TEXT EXTRACT:
start

# error code 22 on mitsubishi big screen ws-55511



## jonesy (Aug 28, 2011)

I replaced the stk 393-110 IC chip and the tv worked perfect for a day and a half... then... it shut off and would not come on. This is when I started getting the error code 22. I then replace the two 5 amp pico fuses f9a04 and f9a05 and it didn't fix the problem. I have since read that I should have replaced the power caps but am also reading that a closer match to my problem is the IC chip agaim. I used a generic chip and did not insist on the "sanyo" chip. Is there and educated opinion out there as to whether the cheaper chip is my problem or should I look elsewhere? Any appropriate help would be aprreciated. Thanks!!!


----------



## gregzoll (Dec 25, 2006)

First, this forum is not a techy forum like over at AVSforum.com. As for your problem, did a search and this is what I found.

end

EXERCISE BRIEF: Decide whether each statement below agrees with the forum thread about error code 22, answering yes or no and quoting the deciding words of the thread. 1. The TV ran for a day and a half after the IC chip was replaced. 2. Replacing the two 5 amp pico fuses solved the problem. 3. The replacement chip was a Sanyo chip.

RECORDS PROVIDED:

start

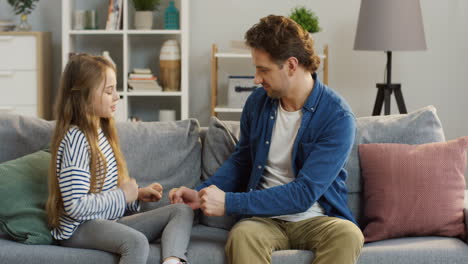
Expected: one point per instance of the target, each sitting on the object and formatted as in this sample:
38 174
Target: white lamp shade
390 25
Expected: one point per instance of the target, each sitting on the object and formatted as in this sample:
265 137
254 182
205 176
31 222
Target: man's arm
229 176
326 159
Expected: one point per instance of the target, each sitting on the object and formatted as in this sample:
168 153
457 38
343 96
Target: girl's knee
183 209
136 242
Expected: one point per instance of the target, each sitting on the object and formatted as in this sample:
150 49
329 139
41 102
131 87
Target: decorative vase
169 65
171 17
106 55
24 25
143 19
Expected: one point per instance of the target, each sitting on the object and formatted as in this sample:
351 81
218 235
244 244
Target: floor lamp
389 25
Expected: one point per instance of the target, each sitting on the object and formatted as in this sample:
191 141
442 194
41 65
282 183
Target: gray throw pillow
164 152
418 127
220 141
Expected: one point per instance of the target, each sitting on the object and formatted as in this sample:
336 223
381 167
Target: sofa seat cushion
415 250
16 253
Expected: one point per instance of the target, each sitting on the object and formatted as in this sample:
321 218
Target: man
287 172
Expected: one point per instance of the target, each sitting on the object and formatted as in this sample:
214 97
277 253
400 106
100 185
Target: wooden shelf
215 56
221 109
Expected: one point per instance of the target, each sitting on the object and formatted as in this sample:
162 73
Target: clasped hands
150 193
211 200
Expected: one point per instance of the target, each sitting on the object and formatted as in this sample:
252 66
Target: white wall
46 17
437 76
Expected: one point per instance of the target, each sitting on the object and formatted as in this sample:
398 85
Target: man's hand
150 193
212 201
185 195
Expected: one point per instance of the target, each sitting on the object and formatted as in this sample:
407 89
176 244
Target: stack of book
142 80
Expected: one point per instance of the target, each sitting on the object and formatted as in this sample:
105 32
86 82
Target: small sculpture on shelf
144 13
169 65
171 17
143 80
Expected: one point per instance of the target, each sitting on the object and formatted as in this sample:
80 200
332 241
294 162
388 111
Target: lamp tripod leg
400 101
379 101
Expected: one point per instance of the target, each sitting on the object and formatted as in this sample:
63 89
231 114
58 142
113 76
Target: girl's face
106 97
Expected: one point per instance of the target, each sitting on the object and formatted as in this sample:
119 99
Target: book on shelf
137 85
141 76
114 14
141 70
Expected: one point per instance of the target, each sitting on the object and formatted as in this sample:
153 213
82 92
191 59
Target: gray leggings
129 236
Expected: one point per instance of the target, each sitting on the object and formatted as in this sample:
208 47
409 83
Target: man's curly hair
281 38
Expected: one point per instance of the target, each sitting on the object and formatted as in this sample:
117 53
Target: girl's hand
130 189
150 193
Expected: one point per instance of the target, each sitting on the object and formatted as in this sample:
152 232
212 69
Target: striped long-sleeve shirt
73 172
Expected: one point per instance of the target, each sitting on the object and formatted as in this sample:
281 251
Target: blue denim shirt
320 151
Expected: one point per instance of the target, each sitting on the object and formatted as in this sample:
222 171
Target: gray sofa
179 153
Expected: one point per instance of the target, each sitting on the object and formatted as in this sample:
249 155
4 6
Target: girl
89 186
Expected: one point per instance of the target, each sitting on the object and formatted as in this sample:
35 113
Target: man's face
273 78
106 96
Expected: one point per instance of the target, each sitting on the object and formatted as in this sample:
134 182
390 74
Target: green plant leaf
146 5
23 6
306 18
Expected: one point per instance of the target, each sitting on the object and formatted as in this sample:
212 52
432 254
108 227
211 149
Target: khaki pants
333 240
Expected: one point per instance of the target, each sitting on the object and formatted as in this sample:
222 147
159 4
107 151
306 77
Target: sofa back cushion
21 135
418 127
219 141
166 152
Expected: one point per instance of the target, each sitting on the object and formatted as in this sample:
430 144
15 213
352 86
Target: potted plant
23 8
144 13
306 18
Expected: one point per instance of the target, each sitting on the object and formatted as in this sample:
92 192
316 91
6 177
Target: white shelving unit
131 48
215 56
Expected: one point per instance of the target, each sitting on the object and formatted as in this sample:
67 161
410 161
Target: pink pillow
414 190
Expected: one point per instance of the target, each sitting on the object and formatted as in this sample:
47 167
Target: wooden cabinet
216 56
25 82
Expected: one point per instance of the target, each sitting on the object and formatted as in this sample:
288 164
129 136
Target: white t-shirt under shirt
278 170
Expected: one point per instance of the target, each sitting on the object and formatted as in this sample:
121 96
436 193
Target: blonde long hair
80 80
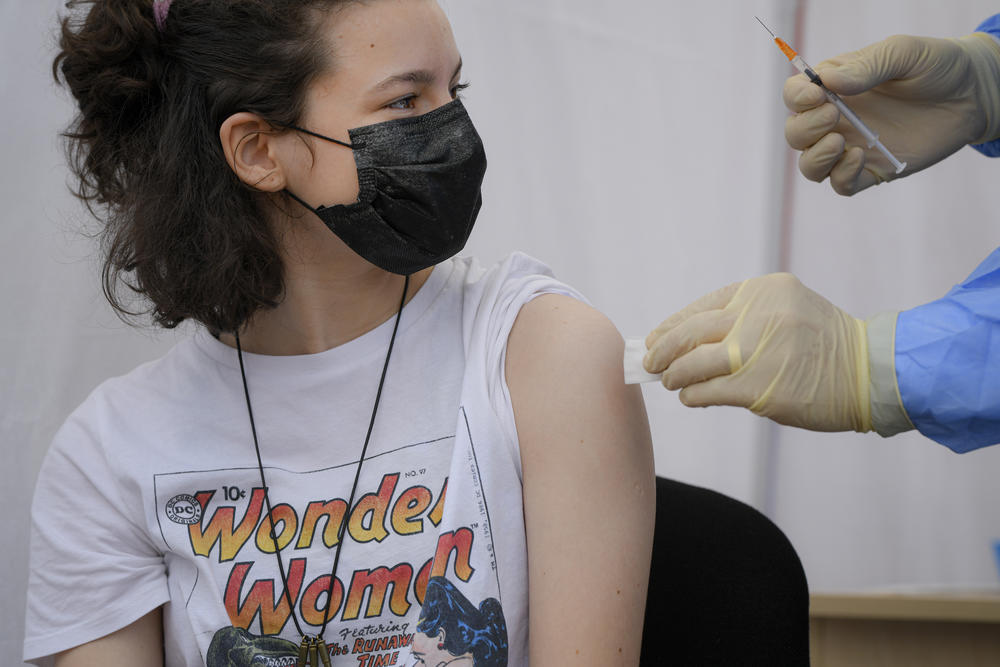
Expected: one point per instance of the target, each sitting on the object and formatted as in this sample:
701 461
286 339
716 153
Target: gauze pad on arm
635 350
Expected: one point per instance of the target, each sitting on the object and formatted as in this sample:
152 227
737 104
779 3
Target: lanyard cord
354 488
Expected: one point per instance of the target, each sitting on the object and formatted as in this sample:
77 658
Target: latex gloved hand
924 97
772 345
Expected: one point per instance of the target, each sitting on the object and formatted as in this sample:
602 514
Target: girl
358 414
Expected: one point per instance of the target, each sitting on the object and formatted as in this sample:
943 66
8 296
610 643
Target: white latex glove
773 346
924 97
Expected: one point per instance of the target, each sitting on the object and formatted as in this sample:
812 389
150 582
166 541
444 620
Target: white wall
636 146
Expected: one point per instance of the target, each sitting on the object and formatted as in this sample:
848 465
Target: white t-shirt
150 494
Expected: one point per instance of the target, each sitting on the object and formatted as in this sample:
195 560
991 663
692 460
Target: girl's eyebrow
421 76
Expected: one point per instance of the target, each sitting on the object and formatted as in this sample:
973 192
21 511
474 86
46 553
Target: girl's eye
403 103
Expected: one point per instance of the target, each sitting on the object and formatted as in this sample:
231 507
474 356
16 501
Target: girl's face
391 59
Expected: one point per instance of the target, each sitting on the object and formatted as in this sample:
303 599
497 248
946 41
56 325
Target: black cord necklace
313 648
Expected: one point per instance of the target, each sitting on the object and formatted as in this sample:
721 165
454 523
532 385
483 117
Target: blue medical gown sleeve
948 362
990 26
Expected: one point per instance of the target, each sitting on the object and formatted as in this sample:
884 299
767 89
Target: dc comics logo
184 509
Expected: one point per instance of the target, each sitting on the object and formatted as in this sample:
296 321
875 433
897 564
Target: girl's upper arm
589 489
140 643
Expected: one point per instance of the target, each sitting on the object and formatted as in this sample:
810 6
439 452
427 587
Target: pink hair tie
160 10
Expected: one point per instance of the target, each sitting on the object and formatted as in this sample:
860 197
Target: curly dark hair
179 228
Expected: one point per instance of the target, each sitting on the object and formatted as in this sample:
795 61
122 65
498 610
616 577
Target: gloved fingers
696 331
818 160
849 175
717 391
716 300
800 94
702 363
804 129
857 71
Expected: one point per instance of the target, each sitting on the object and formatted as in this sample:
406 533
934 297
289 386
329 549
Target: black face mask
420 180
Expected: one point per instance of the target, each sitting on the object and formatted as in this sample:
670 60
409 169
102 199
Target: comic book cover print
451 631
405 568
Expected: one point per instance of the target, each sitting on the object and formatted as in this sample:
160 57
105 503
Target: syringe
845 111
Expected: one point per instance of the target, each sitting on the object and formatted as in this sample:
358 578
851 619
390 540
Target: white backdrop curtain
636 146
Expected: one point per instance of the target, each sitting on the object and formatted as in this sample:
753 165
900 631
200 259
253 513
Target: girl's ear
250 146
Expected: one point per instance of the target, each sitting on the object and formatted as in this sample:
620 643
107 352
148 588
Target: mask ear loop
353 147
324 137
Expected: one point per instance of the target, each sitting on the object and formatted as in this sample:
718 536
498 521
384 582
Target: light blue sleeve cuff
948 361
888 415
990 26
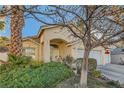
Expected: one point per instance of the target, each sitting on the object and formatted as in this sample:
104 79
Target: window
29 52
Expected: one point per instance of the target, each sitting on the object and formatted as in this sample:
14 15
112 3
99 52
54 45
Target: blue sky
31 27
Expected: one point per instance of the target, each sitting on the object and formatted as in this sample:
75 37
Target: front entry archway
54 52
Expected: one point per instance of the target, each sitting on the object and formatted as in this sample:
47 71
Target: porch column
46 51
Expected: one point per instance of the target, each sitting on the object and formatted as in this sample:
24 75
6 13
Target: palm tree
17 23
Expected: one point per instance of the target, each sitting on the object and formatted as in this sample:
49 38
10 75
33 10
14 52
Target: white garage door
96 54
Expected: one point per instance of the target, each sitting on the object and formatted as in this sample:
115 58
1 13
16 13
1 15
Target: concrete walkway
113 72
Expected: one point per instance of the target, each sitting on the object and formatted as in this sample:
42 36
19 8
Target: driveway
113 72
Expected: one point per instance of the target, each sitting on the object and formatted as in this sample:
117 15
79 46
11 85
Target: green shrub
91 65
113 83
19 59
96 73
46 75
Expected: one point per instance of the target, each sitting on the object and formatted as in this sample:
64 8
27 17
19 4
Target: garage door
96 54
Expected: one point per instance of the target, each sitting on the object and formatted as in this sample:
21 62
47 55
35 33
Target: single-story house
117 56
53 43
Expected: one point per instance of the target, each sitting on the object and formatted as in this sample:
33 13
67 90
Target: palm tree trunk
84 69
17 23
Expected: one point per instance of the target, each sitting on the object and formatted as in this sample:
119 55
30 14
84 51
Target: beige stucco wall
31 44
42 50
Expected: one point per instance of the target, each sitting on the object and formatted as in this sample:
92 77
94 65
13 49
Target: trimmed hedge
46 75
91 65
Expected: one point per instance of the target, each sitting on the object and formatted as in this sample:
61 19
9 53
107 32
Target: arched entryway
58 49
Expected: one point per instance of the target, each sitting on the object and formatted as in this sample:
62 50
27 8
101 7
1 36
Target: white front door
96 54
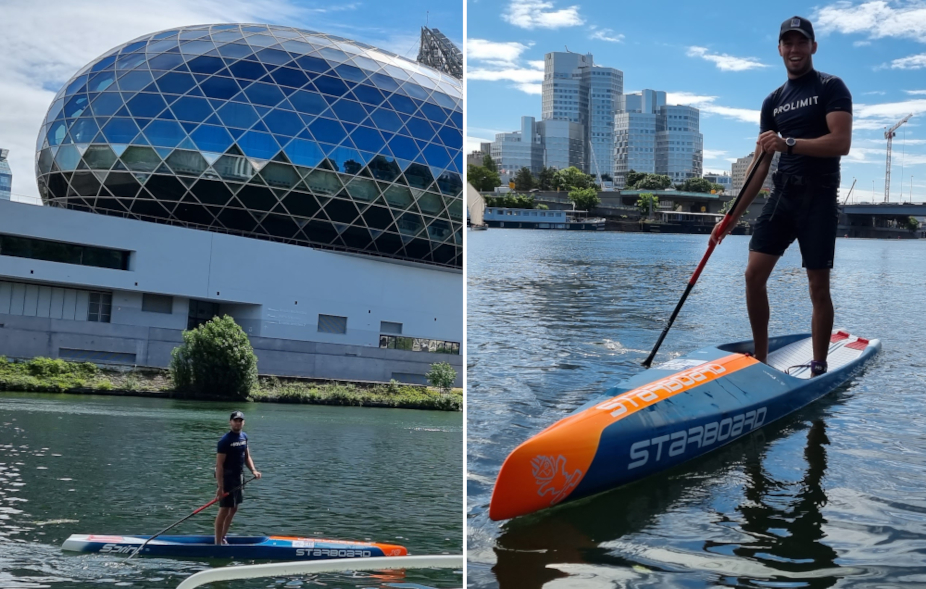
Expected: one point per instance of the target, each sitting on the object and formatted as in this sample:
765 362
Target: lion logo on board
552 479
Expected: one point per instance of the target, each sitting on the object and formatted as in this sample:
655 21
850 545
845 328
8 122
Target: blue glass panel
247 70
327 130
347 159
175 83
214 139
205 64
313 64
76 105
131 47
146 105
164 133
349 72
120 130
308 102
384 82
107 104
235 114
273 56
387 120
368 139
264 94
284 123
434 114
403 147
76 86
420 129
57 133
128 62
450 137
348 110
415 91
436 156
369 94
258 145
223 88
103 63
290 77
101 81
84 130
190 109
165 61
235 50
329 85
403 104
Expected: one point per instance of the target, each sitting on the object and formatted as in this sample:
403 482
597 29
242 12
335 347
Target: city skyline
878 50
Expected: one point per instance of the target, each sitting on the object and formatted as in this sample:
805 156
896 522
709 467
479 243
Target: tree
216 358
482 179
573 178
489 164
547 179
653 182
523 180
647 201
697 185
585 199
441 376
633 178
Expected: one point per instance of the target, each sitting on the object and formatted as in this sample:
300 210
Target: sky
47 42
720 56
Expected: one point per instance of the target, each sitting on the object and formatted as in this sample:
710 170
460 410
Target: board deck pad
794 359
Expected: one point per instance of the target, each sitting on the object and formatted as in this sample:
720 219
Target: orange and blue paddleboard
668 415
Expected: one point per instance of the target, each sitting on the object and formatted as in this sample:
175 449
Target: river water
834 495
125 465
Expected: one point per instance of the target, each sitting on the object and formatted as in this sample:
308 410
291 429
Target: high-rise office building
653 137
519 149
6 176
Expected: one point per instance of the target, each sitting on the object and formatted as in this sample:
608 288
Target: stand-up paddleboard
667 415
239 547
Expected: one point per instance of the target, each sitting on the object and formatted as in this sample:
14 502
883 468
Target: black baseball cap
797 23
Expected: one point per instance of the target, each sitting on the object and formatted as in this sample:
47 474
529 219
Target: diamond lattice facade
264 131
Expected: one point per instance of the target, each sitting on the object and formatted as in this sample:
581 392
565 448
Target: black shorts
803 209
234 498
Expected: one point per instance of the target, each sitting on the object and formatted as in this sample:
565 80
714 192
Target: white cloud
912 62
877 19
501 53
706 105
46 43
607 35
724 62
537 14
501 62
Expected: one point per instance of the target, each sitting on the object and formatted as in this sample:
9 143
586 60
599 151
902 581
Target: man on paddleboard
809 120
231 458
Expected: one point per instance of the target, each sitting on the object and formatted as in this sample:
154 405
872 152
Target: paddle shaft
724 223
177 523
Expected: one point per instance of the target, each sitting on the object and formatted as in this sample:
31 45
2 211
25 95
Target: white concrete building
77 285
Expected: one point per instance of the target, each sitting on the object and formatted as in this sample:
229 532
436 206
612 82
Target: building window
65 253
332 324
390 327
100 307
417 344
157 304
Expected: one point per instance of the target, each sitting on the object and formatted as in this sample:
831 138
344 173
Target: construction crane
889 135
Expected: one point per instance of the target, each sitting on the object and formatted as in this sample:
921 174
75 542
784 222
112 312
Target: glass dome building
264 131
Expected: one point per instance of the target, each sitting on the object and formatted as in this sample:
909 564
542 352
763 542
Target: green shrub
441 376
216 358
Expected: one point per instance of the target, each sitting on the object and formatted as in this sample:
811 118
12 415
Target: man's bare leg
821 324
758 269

end

RIGHT ANSWER:
1. Yes: "the tv worked perfect for a day and a half"
2. No: "it didn't fix the problem"
3. No: "I used a generic chip and did not insist on the "sanyo" chip"